**REQUIRED TASK**:
In the entries that follow, identify the line containing "locate the hazy sky in the photo above" and return it together with all later lines, exactly as they appear.

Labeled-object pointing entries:
** BEGIN **
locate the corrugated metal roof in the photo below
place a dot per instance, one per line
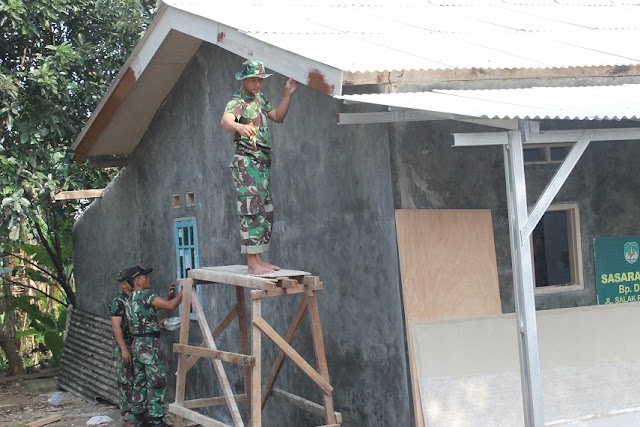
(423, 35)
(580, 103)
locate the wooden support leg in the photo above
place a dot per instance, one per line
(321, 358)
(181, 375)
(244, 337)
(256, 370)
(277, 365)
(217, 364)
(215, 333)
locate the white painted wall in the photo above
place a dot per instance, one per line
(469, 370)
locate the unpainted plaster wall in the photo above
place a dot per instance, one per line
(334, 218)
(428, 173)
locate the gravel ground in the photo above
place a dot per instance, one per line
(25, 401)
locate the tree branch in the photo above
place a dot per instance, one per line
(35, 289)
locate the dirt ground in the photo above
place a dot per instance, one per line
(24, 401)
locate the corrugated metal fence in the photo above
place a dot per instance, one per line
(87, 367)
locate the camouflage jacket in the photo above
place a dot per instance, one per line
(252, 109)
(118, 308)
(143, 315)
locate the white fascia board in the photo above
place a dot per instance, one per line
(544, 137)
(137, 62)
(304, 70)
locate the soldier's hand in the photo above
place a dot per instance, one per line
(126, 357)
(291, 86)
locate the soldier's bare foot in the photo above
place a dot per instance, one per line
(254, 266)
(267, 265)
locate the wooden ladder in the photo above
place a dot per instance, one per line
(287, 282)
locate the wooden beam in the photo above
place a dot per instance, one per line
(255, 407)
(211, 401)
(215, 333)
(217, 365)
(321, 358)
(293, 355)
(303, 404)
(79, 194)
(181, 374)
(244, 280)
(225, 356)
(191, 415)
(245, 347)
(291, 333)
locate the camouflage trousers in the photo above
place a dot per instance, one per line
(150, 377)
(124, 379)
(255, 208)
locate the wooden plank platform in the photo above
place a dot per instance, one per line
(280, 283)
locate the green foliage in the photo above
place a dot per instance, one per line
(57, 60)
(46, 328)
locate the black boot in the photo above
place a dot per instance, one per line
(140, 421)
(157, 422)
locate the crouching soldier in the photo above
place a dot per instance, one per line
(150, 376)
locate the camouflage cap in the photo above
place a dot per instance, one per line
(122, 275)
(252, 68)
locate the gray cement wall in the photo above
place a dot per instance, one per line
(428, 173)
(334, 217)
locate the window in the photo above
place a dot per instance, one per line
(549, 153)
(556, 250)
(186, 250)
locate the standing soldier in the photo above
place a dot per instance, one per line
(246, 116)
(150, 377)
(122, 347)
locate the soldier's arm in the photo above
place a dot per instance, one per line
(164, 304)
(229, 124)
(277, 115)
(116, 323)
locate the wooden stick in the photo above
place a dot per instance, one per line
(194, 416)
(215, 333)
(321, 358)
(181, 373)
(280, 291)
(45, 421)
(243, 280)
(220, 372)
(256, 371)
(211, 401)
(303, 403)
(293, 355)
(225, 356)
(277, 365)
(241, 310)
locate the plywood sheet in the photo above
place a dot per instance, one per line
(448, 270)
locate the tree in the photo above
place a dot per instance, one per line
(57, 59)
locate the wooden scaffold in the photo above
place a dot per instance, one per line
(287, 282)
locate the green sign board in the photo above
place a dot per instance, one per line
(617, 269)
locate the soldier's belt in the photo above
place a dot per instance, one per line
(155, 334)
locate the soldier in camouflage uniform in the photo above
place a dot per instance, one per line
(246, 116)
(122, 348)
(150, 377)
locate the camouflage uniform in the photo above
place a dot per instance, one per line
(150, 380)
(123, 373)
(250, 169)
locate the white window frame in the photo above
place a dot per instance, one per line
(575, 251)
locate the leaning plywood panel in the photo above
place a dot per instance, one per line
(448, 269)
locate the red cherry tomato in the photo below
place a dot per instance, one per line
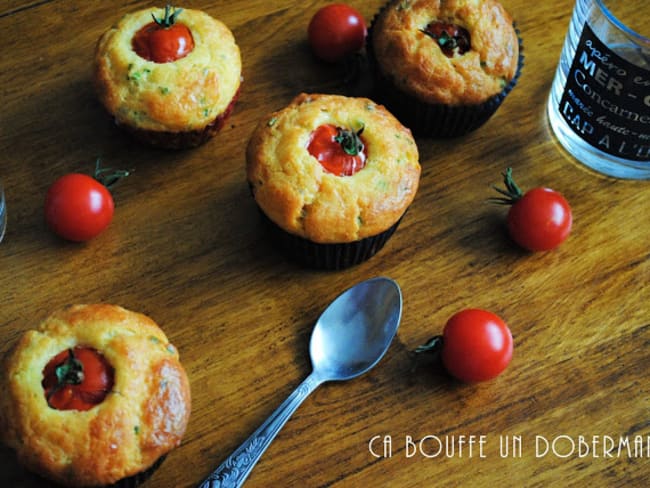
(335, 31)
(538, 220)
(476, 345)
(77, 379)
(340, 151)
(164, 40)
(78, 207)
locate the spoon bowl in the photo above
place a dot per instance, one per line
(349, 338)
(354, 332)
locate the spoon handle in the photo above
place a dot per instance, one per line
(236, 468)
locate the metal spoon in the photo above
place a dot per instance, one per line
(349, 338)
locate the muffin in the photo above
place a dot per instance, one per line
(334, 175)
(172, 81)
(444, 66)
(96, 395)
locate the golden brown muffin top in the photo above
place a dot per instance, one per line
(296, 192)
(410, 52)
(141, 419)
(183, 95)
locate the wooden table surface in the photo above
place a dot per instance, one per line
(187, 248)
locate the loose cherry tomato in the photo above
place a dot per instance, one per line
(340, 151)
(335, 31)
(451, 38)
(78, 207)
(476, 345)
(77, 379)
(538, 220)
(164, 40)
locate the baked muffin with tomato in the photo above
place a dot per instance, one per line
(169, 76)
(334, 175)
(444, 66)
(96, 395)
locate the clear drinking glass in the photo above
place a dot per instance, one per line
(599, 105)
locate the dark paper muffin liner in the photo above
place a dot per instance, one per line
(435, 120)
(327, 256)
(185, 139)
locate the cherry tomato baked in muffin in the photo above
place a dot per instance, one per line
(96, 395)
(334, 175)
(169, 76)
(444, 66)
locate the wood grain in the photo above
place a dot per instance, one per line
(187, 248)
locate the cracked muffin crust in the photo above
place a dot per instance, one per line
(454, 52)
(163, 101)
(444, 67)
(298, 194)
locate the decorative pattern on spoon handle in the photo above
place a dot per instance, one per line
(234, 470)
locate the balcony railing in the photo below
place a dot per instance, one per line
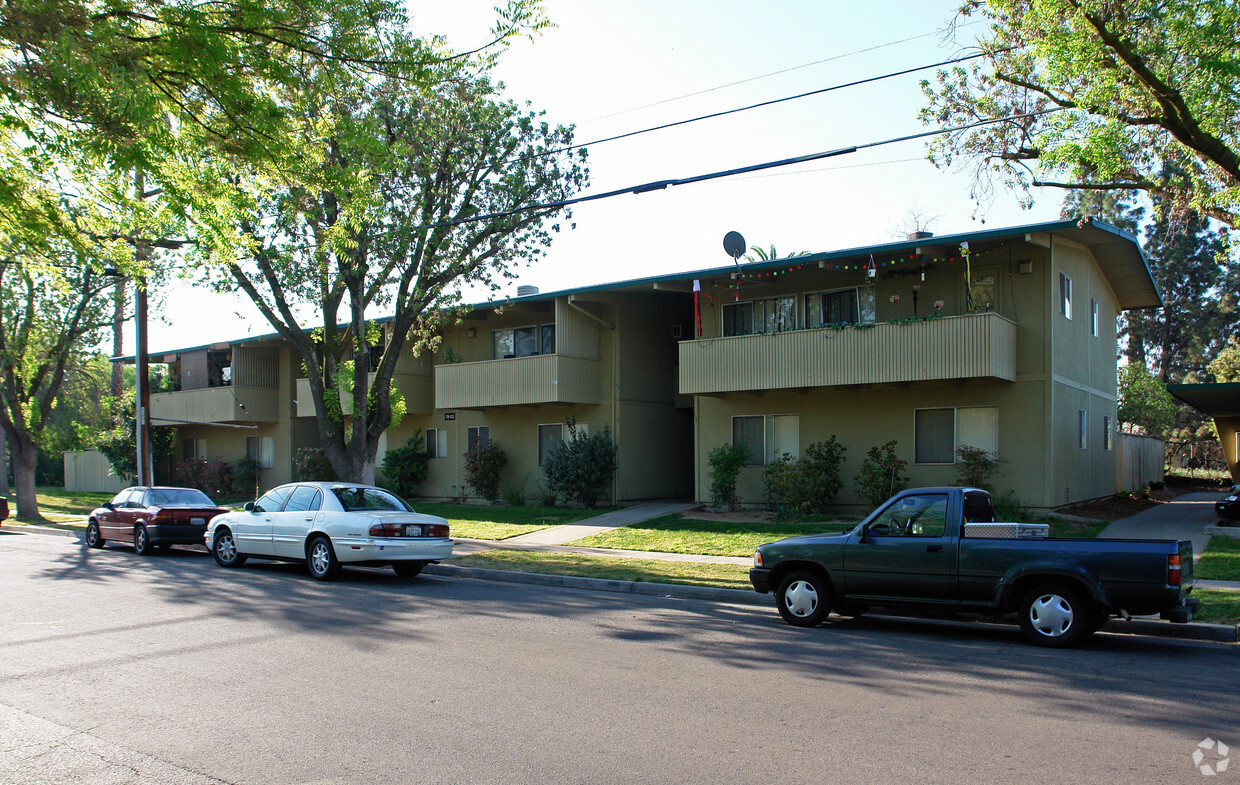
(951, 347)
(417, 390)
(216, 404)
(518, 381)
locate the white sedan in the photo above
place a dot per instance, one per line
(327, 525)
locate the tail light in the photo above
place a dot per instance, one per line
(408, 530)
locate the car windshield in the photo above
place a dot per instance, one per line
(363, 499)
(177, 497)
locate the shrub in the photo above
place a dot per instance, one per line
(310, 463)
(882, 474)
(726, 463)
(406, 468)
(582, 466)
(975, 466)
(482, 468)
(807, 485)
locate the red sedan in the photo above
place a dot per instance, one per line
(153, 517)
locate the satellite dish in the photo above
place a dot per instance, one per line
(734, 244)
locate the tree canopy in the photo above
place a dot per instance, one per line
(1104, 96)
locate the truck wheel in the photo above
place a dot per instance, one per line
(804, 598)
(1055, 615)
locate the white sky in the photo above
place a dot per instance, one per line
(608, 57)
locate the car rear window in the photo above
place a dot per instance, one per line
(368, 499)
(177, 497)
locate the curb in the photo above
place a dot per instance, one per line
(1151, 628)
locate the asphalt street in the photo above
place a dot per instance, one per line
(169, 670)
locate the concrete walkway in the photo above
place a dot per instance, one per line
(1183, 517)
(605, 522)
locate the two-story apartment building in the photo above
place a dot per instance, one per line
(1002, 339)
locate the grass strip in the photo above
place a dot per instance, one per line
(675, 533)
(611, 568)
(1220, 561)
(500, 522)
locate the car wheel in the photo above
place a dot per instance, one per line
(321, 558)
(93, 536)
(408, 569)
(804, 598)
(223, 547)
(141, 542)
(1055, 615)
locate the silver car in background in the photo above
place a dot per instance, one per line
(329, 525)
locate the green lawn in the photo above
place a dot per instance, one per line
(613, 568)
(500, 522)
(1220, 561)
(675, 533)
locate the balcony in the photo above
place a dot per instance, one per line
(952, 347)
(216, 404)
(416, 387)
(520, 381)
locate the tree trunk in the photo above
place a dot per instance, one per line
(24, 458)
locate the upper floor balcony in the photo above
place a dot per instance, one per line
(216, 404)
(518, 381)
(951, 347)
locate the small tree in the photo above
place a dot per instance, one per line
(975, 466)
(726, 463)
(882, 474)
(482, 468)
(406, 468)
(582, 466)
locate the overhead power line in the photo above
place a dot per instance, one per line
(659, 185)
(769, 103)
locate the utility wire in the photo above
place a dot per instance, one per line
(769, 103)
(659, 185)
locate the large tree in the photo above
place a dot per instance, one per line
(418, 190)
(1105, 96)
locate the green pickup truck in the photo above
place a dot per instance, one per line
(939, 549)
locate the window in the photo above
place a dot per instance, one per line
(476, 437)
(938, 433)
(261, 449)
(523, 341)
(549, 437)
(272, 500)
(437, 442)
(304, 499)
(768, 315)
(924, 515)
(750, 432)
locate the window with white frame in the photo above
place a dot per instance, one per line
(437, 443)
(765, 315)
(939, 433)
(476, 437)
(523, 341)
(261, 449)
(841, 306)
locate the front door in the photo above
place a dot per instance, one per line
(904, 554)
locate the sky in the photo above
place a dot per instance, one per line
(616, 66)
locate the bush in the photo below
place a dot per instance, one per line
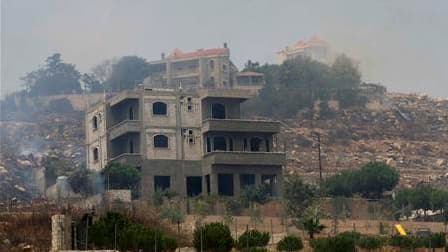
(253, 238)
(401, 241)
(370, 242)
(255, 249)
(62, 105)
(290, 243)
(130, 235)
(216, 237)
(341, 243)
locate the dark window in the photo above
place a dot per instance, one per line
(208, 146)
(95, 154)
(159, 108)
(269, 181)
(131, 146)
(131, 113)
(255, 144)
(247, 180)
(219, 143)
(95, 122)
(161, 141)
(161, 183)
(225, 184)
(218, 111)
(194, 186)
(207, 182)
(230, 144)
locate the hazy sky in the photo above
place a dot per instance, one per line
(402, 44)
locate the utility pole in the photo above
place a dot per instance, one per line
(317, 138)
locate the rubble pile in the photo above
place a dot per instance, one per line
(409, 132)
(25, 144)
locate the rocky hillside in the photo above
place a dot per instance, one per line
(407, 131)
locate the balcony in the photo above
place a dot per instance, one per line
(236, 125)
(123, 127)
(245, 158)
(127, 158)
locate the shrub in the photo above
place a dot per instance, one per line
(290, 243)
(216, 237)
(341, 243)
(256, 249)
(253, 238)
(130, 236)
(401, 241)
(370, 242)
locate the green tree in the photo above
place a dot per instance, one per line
** END **
**SOLUTION TO THIS TASK**:
locate the hazy sky in the photo above
place a dot per instance, one per line
(402, 44)
locate the utility pole in the photo above
place a dot per instance, one per line
(317, 138)
locate the rubble pile in the photo above
place a dot per instance, one per line
(409, 132)
(25, 144)
locate the rocky hillside in the photo above
place a dot per instance, one per line
(407, 131)
locate the balcony in the photo above
place a dot per instance, one per line
(236, 125)
(123, 127)
(245, 158)
(127, 158)
locate the shrub in the photo above
place a dot per instance, one per line
(290, 243)
(216, 237)
(341, 243)
(256, 249)
(253, 238)
(130, 236)
(401, 241)
(370, 242)
locate the green tree in the photo above
place a dot per instance, one per line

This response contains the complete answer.